TASK INSTRUCTIONS: Where a line of the material includes the string "mosque", copy that line.

MATERIALS PROVIDED:
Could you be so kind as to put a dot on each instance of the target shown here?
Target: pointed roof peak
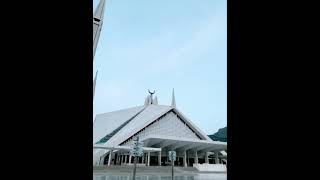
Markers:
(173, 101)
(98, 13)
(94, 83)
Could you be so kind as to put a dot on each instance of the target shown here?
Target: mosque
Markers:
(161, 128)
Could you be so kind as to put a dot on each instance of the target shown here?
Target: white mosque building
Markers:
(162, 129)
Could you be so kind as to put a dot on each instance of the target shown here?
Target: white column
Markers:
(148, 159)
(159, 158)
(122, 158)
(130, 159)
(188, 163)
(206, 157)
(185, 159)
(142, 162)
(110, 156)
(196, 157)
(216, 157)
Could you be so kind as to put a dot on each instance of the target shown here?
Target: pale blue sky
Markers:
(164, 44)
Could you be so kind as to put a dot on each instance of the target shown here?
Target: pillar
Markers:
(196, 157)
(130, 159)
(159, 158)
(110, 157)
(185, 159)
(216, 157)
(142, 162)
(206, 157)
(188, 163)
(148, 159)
...
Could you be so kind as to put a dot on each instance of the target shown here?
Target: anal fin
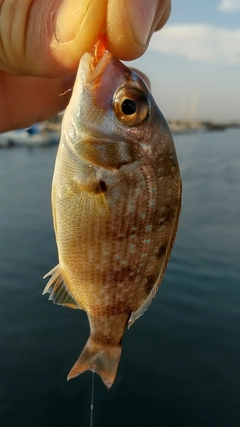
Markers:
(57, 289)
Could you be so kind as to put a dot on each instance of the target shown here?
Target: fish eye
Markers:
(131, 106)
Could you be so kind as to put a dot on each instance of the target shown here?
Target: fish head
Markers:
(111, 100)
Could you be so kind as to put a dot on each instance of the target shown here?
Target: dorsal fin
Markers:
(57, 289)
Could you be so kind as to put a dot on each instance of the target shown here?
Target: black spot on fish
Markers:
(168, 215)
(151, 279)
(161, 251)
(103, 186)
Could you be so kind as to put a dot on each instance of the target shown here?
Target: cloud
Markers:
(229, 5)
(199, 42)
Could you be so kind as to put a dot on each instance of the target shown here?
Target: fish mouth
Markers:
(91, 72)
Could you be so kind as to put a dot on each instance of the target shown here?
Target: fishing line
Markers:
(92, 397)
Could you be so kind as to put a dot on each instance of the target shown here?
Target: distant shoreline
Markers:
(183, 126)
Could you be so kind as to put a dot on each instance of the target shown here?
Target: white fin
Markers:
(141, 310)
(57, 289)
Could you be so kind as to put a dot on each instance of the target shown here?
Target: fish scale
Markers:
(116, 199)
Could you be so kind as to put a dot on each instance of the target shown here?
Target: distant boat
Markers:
--
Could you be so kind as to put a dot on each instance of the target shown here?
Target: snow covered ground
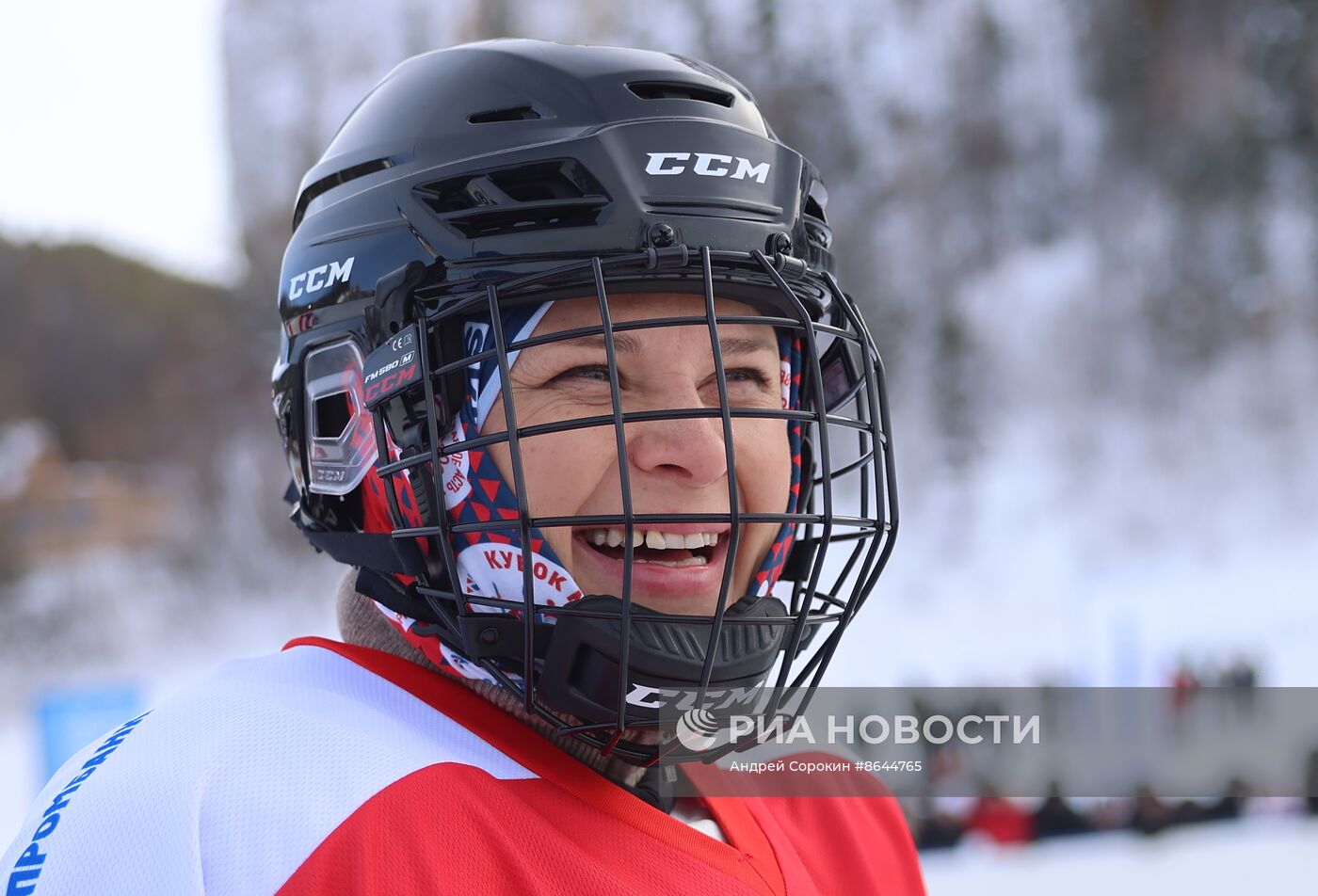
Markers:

OUTPUT FOR THIS TASK:
Target: mosque
Target: white mosque building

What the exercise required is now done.